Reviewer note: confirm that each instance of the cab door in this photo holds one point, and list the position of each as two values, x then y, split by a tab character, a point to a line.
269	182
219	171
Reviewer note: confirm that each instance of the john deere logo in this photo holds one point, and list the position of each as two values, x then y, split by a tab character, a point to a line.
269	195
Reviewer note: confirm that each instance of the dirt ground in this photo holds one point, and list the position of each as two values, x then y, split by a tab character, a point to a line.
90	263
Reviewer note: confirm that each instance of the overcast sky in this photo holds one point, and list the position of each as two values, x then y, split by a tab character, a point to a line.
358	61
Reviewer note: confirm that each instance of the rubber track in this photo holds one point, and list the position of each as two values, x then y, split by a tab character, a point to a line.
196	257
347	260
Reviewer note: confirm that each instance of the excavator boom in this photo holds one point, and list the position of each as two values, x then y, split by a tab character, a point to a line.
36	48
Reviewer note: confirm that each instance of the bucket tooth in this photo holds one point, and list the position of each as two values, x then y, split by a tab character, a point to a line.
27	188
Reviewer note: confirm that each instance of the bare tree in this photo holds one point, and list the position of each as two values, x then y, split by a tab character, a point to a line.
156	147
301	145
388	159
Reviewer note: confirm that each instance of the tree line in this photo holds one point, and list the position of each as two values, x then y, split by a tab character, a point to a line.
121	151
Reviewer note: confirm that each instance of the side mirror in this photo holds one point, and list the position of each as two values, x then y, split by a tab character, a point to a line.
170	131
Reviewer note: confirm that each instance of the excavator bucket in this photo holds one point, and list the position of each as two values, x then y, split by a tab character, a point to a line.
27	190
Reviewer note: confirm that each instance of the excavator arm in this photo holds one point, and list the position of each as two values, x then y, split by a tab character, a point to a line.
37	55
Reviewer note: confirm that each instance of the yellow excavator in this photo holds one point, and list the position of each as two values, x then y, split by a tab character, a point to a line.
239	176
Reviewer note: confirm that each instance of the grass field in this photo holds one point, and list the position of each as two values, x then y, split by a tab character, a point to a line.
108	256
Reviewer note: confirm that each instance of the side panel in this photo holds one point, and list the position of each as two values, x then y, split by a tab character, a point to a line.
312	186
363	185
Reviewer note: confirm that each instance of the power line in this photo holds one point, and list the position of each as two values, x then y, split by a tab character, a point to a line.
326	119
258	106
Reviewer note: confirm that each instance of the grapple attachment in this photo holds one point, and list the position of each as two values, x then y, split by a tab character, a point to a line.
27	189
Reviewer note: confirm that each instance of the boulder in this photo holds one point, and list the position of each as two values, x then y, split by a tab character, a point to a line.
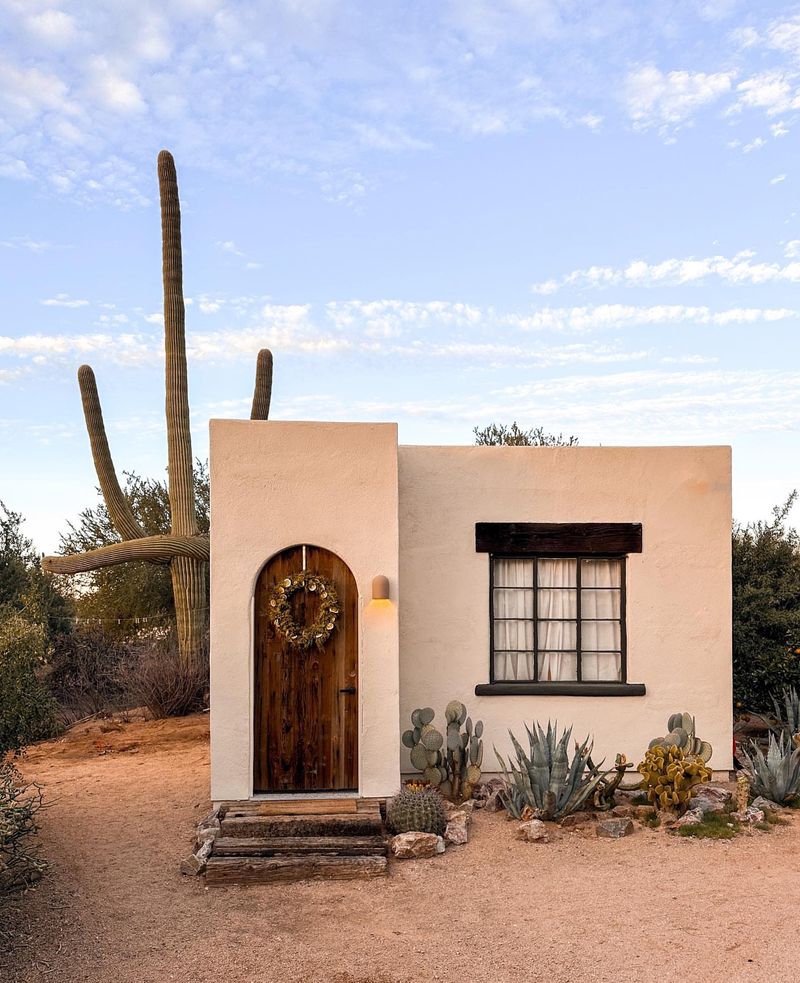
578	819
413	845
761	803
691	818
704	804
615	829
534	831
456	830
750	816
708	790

****

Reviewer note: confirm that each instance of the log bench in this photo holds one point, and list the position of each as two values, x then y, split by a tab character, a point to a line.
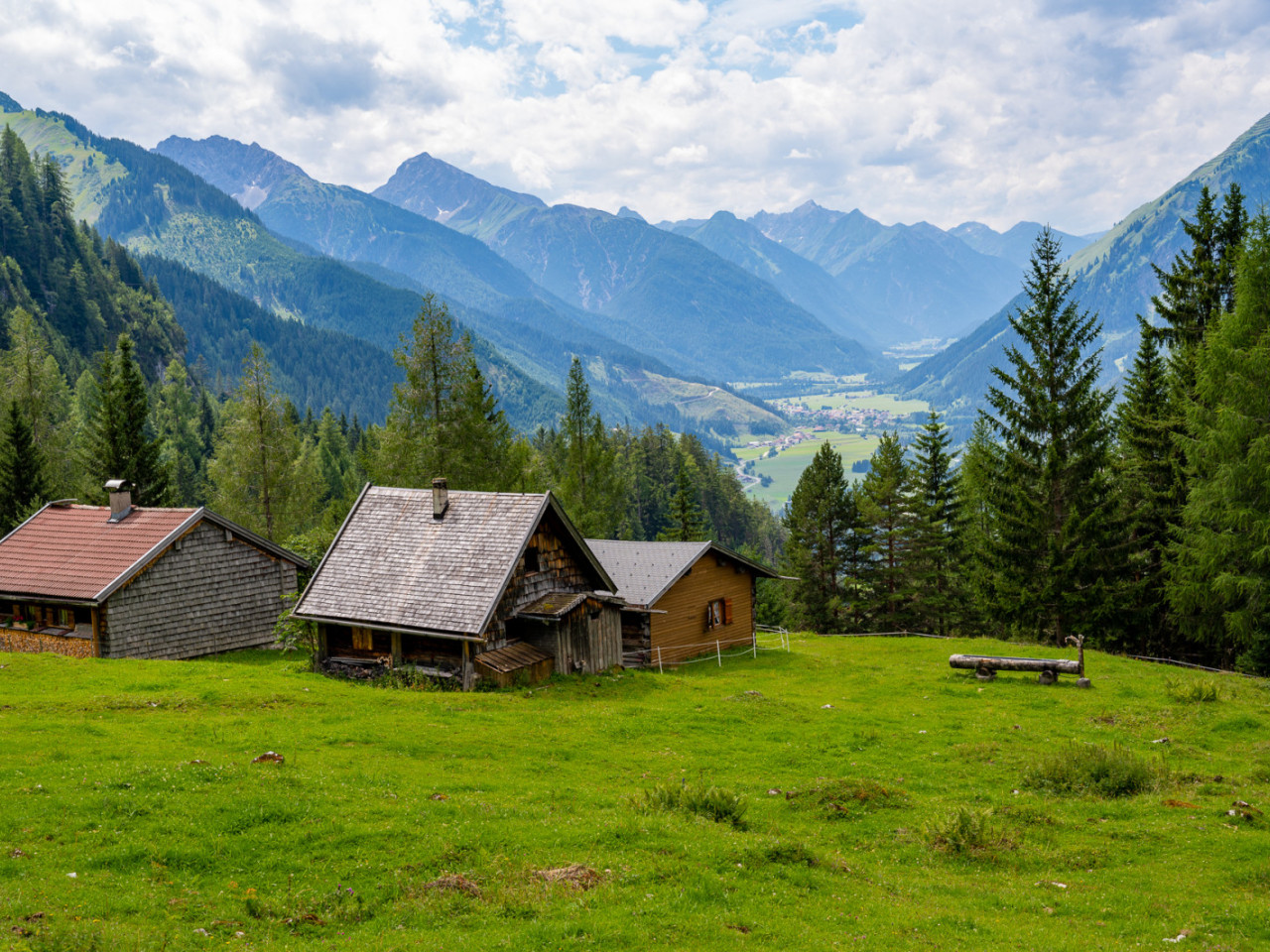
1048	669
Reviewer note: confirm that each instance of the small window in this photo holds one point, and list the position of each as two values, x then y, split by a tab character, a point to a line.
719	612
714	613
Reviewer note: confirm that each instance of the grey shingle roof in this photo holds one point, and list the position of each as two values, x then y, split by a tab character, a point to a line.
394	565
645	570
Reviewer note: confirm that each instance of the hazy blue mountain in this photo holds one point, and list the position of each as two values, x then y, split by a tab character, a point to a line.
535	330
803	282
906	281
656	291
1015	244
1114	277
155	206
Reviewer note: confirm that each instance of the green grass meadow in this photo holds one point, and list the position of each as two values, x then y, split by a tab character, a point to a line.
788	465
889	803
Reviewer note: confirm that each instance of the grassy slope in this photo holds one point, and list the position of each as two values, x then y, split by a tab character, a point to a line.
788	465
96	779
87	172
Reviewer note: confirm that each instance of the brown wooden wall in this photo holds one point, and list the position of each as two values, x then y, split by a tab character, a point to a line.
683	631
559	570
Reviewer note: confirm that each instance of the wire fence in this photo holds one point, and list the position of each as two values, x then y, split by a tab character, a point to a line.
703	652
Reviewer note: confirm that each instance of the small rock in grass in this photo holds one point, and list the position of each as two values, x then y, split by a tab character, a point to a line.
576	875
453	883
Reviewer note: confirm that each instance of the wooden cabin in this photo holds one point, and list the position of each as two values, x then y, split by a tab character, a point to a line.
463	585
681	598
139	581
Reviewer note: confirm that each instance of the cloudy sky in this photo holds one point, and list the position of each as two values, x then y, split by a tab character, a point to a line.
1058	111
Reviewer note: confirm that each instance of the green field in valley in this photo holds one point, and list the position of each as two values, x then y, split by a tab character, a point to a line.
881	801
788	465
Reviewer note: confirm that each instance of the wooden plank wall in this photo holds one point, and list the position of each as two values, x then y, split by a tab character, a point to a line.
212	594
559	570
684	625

****

WRITTEN EXERCISE: Copy out each line in the records above that contains the word "excavator". Case matters.

SOLUTION TO THE PROBLEM:
Reviewer note: confirm that each instance of the excavator boom in this photo holds one point, and list the position of each as two values, x then y, split by a tab character, a point to a line.
Reviewer note: confirm that each instance of the excavator bucket in this photo holds one point, and list the position of each as two values, x then y, split by a tab character, a point to a line.
Reviewer note: confirm that each instance of the excavator arm in this photo holds one point, and list the position of each as two values, x then y, split by a tab character, a point to a line.
Reviewer note: confirm that each instance of the yellow excavator in this photo holds one point, and list the position of each as two values, x then y, split by a tab character, a point to a line.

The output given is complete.